Document section:
# Removal of centre console in a MK3 Jetta VR6



## voora6 (Apr 14, 2008)

Anybody have step by step instructions on how to remove the centre console. i basically just want to get to a power source (I thought the cigarette lighter would be ideal) so I can connect my Riegger illuminated gear knob. All assistance would be greatly appeciated


----------



## MyCarIsRed (Aug 9, 2004)

*Re: Removal of centre console in a MK3 Jetta VR6 (voora6)*

take the rear section out (2 screws), remove the ebrake boot and feed it through the rear section, unscrew the shift knob and pop it off with the gear box cover. grab the cupholder firmly and pull it out.take out the 3 screws from under the shifter cover, & 2 screws in the back of the center console. pull the knobs off the heater controls and then snap out the cover. pull out the ashtray, then remove the screws behind it, and slide the cover for the obd port off. press out the obd port and press out all the switches for you defroster, locks etc. unplug them. take out the 4 screw for the heater control unit and i think 1 or 2 screws for at the top of the center console and it should all just wiggle out. may have missed a few screws, but that's pretty much the long and short of it. there are definitely easier places to run the power though. maybe the ebrake wiring or the wiring for the trunk release in the center console.


----------



## TRUEBELIEVER (Apr 7, 2005)

*Re: Removal of centre console in a MK3 Jetta VR6 (voora6)*

Tap in off of any of the switches in the dash. Rear defroster, rear window switch etc. Every switch in the dash that lights up gets its power from a common wire. This wire is grey with a blue stripe. Pop and switch out of the dash and you'll find it. Tap into that for your power and you will be able to turn the illumination on and off for the shiftknob with the rest of the dash lights. Pretty simple. Then just slam a ground connection anywhere.


----------



## voora6 (Apr 14, 2008)

*Re: Removal of centre console in a MK3 Jetta VR6 (TRUEBELIEVER)*

Thanks guys, much appreciated


----------

Dataset records:

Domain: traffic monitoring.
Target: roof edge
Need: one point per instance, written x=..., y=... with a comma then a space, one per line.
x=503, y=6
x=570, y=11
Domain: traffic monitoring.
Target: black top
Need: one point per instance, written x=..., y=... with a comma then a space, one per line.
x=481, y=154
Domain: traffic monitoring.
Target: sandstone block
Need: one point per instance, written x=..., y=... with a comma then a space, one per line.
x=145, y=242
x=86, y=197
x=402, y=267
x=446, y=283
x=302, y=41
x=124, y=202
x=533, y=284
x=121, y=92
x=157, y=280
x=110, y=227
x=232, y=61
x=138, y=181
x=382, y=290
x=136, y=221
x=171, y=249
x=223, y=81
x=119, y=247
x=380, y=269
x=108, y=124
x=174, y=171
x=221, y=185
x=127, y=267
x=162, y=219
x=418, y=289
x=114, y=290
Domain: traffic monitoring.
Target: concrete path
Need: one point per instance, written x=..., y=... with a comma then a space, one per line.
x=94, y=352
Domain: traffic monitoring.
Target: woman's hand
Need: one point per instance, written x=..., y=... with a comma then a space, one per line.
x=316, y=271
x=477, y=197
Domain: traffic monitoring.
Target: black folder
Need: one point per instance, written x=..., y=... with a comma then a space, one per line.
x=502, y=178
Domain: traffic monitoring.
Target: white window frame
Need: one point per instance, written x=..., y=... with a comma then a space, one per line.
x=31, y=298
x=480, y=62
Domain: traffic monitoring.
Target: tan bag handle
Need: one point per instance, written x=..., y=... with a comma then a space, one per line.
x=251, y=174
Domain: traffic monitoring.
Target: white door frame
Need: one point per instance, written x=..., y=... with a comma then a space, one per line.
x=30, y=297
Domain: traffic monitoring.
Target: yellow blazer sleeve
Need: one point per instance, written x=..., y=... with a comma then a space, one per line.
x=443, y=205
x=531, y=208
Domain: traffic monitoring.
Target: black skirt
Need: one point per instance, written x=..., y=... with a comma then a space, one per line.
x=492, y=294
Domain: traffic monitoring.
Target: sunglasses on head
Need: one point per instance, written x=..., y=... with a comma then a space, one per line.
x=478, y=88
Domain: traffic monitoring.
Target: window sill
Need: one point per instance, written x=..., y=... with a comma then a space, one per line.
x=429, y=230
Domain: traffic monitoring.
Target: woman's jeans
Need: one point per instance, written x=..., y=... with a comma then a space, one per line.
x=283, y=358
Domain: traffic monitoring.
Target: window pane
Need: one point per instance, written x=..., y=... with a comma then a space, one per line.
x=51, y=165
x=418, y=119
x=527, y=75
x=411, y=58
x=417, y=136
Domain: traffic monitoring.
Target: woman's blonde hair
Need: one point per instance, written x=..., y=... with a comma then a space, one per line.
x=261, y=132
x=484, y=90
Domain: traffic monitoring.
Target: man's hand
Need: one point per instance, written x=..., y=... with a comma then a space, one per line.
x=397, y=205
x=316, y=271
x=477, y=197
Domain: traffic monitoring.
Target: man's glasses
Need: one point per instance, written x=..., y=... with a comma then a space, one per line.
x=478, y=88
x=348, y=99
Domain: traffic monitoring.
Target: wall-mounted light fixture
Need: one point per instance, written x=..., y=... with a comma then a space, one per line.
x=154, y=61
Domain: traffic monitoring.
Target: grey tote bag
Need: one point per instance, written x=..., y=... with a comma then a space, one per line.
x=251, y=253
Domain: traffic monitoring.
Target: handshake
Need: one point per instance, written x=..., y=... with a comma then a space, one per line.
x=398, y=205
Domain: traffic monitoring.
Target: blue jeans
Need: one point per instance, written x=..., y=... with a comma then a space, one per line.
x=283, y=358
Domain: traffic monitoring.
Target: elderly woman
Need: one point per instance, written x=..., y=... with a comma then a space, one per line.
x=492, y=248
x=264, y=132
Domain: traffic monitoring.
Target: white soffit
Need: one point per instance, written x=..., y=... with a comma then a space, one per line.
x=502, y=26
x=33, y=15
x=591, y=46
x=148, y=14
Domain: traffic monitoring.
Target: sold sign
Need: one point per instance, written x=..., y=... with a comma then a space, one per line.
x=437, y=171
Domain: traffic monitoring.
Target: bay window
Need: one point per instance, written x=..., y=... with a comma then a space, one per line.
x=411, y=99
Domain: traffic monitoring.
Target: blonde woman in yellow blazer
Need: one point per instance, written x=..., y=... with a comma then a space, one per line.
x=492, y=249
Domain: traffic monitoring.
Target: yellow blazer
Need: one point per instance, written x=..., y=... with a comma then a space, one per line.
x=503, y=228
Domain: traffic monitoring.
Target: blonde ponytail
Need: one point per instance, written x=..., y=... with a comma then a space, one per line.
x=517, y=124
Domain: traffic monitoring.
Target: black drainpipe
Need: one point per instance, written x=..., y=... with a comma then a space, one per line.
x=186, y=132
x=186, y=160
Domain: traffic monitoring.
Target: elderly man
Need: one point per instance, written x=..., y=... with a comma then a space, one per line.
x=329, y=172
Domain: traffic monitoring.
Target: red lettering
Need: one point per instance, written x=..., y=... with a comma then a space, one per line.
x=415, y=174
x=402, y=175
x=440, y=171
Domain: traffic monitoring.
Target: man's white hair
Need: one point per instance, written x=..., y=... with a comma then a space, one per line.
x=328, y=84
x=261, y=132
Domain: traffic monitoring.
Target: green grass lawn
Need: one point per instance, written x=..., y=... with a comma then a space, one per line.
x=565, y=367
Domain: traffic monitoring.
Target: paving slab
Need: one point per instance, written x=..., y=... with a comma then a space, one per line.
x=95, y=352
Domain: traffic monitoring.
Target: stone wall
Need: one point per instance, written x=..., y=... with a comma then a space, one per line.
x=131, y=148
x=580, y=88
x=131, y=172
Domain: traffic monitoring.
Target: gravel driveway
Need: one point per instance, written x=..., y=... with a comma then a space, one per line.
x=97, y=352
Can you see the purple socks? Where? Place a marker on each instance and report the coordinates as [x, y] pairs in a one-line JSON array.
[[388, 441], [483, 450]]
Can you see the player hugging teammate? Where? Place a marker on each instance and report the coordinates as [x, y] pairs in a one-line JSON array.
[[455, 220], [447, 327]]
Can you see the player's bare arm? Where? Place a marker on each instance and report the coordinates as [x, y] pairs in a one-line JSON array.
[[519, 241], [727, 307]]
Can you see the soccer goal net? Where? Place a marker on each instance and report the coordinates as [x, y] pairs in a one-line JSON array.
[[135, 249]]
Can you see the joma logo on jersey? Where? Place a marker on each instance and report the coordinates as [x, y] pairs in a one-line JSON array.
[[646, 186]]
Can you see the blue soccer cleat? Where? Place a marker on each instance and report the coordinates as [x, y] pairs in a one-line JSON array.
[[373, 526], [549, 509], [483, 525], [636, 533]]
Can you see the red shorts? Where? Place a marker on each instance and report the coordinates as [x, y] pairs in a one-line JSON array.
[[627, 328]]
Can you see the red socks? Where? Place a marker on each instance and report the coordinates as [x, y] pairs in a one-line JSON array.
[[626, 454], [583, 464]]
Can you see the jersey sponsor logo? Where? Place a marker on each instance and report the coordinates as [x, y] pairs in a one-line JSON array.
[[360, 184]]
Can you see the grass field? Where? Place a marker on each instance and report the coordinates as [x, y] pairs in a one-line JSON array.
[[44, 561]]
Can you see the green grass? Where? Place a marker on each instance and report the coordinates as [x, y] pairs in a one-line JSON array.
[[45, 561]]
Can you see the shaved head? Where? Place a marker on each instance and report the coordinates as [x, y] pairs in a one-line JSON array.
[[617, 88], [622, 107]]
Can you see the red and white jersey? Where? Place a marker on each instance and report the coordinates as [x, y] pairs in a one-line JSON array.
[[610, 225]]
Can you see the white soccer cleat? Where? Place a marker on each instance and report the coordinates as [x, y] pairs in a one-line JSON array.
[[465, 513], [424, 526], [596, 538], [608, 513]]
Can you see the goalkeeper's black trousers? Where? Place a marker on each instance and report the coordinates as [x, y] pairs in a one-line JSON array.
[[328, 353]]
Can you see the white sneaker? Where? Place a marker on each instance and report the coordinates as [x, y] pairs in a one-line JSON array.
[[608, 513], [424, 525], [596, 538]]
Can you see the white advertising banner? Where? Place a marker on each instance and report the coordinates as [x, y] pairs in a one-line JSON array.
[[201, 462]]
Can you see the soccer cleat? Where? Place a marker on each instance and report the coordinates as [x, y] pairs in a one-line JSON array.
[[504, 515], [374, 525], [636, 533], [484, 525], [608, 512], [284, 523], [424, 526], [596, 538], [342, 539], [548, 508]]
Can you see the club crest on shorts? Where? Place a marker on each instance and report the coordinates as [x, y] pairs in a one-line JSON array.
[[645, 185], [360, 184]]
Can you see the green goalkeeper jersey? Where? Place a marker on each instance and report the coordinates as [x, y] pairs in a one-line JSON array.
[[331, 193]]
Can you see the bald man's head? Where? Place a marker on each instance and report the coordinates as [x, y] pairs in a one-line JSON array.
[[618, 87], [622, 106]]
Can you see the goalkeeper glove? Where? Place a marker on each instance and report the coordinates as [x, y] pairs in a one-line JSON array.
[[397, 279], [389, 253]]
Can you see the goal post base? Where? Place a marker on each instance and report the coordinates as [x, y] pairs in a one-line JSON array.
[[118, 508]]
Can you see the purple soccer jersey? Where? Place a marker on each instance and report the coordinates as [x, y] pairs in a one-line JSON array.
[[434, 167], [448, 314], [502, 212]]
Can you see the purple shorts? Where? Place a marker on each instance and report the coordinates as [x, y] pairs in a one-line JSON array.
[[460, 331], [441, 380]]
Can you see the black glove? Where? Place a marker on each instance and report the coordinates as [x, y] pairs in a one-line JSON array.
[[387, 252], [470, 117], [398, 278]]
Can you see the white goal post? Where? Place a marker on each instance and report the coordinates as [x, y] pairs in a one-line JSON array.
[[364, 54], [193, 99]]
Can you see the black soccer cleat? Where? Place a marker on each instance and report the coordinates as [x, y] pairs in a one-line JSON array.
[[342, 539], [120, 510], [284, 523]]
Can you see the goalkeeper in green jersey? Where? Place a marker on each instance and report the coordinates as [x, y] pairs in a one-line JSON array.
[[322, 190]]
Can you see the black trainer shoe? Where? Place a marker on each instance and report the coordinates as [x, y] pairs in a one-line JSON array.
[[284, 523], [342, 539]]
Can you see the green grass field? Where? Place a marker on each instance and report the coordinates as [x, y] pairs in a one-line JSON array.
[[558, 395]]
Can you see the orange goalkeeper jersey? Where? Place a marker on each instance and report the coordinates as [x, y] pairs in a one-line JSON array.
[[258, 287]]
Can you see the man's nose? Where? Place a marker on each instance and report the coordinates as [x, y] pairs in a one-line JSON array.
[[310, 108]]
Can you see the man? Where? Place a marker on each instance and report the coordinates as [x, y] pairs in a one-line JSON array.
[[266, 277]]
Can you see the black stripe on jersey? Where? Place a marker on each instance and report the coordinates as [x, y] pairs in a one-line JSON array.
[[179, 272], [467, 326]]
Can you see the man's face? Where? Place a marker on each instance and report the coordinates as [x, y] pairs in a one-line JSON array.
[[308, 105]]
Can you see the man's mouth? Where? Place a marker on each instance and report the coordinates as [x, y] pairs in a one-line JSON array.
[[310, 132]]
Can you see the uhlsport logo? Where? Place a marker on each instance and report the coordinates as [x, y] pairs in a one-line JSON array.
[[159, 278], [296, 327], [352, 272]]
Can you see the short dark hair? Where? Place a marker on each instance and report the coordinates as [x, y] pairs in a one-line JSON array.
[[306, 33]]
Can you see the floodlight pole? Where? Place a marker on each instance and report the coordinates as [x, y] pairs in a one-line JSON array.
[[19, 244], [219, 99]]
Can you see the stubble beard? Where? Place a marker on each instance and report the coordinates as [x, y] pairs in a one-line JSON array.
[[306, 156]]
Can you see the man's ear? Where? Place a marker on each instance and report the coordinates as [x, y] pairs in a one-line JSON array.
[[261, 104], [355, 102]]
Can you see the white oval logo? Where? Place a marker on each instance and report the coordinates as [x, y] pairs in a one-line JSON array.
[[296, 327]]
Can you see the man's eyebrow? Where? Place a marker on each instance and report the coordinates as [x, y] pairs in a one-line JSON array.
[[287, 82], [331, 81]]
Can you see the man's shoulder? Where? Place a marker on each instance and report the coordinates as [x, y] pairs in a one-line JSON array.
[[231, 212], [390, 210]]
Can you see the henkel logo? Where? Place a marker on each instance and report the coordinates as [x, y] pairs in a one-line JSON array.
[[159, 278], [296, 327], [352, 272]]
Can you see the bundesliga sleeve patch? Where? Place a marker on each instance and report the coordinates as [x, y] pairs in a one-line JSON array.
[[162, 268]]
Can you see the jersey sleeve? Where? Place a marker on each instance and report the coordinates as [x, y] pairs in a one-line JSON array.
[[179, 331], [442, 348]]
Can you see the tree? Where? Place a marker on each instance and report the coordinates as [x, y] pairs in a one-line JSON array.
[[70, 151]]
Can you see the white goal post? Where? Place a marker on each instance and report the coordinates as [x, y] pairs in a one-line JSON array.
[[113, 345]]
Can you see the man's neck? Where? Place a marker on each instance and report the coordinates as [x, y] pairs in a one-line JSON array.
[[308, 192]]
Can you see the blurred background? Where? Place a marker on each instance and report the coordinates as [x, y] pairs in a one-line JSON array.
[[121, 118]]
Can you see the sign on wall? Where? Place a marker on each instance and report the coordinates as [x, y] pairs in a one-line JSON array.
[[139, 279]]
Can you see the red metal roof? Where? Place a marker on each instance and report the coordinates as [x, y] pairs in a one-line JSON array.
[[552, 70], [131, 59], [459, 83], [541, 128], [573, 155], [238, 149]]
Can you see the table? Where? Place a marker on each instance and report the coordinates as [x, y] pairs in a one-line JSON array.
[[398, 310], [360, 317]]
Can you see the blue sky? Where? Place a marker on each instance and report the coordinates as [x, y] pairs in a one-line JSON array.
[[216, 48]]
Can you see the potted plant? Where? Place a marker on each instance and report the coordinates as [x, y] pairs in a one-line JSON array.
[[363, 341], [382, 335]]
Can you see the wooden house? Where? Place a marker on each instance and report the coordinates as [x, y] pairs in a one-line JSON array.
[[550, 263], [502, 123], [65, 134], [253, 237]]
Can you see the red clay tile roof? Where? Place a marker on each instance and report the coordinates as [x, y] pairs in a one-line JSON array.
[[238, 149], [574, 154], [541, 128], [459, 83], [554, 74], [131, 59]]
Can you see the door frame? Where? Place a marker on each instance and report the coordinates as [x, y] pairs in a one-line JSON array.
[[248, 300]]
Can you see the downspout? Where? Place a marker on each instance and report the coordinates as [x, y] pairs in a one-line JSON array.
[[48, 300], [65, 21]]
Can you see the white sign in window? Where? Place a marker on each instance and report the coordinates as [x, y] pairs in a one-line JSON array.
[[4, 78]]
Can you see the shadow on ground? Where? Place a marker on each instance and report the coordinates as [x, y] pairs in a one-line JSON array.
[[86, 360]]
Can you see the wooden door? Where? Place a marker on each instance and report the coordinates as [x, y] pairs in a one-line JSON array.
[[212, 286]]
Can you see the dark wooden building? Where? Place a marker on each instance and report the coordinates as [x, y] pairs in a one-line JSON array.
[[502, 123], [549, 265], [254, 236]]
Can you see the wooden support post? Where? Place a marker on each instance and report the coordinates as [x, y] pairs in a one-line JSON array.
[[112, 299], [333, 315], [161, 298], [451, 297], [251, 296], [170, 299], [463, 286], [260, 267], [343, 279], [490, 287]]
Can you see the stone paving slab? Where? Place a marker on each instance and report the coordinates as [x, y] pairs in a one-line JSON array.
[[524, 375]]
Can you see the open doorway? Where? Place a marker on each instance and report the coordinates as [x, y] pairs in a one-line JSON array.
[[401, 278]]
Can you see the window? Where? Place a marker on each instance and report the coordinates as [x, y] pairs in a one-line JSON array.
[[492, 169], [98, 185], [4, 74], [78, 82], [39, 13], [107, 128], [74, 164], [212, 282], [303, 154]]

What you will do:
From the forum thread on removing the Jetta's center console, transcribe word for word the passage that begins at the words "# Removal of" and stops after the words "(Aug 9, 2004)".

Exercise output:
# Removal of centre console in a MK3 Jetta VR6



## voora6 (Apr 14, 2008)

Anybody have step by step instructions on how to remove the centre console. i basically just want to get to a power source (I thought the cigarette lighter would be ideal) so I can connect my Riegger illuminated gear knob. All assistance would be greatly appeciated


----------



## MyCarIsRed (Aug 9, 2004)